GIVEN TEXT |
......
It will be appreciated that the various components and circuits within the wireless communication unit 100 can be arranged in any suitable functional topology, in order to utilise the embodiments of the present invention. Furthermore, the various components within the wireless communication unit 100 can be realised in discrete or integrated component form, with an ultimate structure therefore being merely an application-specific selection.

Advantageously, the first and second embodiments of the present invention improve the linearity of the power amplifier 124, particularly for EDGE/3G applications that use envelope modulation.

Referring now to FIG. 2, and according to the first embodiment of the present invention, an envelope modulated signal is input to the radio frequency power amplifier transistor 124. An amplified envelope modulated output signal is sampled by coupler 205. The sampled and amplified envelope modulated output signal is input to a logarithmic detector 210. Notably, the logarithmic detector 210 is arranged to ‘sense’ a voltage level of the output modulation envelope. The logarithmic detector produces a voltage that is proportional to the modulation signal with a limited bandwidth that must be higher than the modulation bandwidth but lower than the RF. The detected voltage is then applied to phase-shifter 215, to ensure that the injected modulation signal is of the correct phase and then converted from a voltage level to a current level in a voltage to current converter 220. The simplest form of V2I circuit is, of course, a resistor. Notably, this current is injected into the power amplifier biasing circuit 126. The injection of the bias signal is preferably performed either via the base/gate port or the collector/drain port of the radio frequency (RF) power amplifier transistor.

Referring now to FIG. 3, and in accordance with a second embodiment of the present invention, an envelope modulated signal is input to the radio frequency power amplifier transistor 124. An amplified envelope modulated output signal is again sampled by coupler 305. The sampled amplified envelope modulated output signal is input to a logarithmic detector 310. Notably, the logarithmic detector 310 is arranged to ‘sense’ the output modulation envelope. The detected voltage is then applied to phase-shifter 215 and then amplified in RF amplifier 320. Notably, this voltage is then applied in the power amplifier biasing circuit 126. The injection of the bias signal is preferably performed either via the base/gate port or the collector/drain port of the radio frequency (RF) power amplifier transistor.
......
JOB 1 | Do these statements agree with the amplifier passage? (a) In the first embodiment, the detected voltage is turned into a current before it is injected. (b) In the second embodiment, the detected voltage is amplified in an RF amplifier. (c) The logarithmic detector's bandwidth must be lower than the modulation bandwidth. Answer yes or no for each, quoting the deciding words.
JOB 2 | Can you copy word for word the part of the amplifier passage starting with "It will be appreciated" and going on through "an application-specific selection."?
The rows come from a separate source.

DATA ROWS |
......
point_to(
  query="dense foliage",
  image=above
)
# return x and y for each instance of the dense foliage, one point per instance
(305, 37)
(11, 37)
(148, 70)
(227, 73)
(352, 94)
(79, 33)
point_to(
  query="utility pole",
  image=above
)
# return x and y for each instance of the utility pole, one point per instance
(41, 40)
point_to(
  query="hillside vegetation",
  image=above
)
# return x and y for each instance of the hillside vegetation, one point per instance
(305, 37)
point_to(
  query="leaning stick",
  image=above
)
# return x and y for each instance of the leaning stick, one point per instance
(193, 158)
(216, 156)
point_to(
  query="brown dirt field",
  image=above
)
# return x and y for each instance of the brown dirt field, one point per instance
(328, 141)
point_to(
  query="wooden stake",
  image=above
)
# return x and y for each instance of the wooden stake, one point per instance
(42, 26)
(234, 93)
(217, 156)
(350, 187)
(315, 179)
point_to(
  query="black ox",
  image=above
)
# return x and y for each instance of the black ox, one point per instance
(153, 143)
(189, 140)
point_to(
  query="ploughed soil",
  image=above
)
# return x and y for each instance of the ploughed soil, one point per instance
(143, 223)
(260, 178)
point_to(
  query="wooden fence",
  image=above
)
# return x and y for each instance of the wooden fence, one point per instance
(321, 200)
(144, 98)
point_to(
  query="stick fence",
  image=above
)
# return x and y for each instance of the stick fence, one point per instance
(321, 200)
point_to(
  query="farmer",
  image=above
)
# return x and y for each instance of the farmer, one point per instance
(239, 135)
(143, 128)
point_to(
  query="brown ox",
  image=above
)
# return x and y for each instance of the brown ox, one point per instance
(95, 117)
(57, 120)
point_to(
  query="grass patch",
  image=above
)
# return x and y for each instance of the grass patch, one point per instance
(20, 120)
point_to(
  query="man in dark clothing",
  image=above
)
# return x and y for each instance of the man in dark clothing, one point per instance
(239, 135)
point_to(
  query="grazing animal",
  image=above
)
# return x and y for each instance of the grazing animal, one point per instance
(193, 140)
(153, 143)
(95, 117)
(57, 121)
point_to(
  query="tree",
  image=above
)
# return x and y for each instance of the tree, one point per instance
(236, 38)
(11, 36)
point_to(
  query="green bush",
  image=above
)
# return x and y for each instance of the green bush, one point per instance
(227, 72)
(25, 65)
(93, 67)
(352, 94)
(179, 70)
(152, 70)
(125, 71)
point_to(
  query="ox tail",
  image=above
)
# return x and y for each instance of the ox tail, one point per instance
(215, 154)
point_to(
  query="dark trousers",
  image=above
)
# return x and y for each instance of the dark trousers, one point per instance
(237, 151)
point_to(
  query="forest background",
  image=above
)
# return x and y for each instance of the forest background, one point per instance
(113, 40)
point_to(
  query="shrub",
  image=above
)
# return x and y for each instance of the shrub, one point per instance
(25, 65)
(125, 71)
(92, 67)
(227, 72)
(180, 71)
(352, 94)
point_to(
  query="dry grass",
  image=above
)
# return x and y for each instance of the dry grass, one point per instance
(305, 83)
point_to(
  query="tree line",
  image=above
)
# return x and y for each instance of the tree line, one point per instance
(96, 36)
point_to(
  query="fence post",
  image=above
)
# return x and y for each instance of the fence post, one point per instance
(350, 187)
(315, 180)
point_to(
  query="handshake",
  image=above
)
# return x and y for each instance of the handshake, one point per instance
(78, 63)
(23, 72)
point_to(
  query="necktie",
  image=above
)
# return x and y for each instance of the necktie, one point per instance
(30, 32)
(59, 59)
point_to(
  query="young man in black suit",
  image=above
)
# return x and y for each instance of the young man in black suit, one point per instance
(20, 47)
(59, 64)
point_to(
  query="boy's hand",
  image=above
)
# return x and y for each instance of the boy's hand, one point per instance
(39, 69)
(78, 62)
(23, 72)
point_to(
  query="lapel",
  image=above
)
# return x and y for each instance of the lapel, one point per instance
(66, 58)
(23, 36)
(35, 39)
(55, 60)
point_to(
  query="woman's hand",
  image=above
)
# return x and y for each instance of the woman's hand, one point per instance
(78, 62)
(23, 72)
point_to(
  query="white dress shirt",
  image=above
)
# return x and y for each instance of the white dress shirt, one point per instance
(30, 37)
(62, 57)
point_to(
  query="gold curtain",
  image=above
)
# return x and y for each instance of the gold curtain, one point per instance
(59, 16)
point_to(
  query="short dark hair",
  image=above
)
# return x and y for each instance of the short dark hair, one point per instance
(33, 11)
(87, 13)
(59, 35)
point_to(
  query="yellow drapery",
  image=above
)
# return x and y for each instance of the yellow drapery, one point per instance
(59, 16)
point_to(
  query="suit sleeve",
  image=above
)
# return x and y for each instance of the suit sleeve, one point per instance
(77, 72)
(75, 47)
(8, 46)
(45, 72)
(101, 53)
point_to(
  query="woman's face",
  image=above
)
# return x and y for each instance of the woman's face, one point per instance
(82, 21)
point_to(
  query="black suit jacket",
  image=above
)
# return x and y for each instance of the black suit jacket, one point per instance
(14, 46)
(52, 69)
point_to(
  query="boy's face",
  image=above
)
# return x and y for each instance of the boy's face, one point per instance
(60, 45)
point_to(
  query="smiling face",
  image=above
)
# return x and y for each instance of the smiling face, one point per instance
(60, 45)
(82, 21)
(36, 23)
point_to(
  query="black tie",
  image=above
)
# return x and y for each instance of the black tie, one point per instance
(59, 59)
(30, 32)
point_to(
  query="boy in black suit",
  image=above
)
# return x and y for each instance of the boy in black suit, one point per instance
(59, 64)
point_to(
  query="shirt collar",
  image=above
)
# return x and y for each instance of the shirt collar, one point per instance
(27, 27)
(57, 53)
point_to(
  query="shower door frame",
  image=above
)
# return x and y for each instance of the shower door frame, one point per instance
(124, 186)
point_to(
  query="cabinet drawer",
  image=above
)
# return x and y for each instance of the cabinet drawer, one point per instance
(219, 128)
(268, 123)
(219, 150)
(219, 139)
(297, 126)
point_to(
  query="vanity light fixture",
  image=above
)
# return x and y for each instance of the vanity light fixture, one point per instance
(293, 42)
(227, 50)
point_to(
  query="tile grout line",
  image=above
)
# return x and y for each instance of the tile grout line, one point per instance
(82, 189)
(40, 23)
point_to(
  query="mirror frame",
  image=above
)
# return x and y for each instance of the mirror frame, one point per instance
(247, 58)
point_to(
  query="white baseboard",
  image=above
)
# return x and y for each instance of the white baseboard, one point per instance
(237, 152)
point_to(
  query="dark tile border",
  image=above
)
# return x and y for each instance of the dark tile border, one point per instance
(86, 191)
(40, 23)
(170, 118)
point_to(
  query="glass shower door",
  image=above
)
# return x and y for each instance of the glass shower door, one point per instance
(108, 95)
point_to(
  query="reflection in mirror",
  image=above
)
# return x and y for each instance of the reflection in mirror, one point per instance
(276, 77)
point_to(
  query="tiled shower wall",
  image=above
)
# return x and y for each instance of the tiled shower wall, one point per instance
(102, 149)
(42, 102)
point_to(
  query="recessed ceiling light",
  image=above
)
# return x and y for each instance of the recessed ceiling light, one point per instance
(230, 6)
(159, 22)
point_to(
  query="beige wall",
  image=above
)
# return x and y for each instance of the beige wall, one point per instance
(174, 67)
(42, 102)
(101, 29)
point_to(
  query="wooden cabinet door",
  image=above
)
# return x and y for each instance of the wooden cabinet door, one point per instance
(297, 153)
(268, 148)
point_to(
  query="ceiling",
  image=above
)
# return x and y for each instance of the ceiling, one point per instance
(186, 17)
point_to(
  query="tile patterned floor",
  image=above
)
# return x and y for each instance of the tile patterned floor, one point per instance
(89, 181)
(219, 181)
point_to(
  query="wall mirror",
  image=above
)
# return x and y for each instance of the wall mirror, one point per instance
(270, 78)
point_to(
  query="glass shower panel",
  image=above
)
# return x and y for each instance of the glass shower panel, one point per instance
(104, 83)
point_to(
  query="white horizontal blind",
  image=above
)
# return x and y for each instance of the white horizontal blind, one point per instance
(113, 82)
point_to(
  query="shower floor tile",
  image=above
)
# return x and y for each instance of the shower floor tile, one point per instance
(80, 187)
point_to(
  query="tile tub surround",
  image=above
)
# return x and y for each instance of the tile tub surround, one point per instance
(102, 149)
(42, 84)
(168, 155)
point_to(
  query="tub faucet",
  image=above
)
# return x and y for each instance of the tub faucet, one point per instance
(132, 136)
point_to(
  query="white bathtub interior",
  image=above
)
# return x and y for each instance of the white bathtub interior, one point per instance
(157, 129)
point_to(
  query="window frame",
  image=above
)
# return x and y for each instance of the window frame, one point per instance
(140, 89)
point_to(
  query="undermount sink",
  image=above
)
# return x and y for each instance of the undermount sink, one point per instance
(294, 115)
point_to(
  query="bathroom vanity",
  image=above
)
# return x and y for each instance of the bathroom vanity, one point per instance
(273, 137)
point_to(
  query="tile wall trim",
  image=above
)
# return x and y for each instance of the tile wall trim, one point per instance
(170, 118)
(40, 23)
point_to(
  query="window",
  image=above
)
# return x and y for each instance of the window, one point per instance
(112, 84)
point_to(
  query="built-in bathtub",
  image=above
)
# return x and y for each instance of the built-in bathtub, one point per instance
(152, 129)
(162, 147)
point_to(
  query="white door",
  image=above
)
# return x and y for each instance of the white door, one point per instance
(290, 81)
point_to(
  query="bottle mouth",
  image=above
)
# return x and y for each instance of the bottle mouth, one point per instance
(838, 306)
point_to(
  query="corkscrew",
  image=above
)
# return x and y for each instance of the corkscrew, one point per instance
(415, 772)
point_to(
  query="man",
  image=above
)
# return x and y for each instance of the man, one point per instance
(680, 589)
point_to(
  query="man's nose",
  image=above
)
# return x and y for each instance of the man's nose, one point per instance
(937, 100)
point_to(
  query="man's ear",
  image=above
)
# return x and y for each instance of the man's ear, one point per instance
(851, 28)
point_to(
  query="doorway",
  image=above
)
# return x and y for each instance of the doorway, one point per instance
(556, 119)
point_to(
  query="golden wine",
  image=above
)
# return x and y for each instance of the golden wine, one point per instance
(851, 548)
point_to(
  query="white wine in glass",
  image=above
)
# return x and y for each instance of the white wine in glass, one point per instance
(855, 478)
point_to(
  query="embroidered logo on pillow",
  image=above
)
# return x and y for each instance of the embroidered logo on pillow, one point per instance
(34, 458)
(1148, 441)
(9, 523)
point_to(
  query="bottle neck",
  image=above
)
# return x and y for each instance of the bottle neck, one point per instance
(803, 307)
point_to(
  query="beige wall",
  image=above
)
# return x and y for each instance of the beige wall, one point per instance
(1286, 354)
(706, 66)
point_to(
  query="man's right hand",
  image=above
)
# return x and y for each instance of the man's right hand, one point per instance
......
RIGHT ANSWER 1 |
(a) Yes: "converted from a voltage level to a current level in a voltage to current converter 220"
(b) Yes: "then amplified in RF amplifier 320"
(c) No: "a limited bandwidth that must be higher than the modulation bandwidth but lower than the RF"

RIGHT ANSWER 2 |
It will be appreciated that the various components and circuits within the wireless communication unit 100 can be arranged in any suitable functional topology, in order to utilise the embodiments of the present invention. Furthermore, the various components within the wireless communication unit 100 can be realised in discrete or integrated component form, with an ultimate structure therefore being merely an application-specific selection.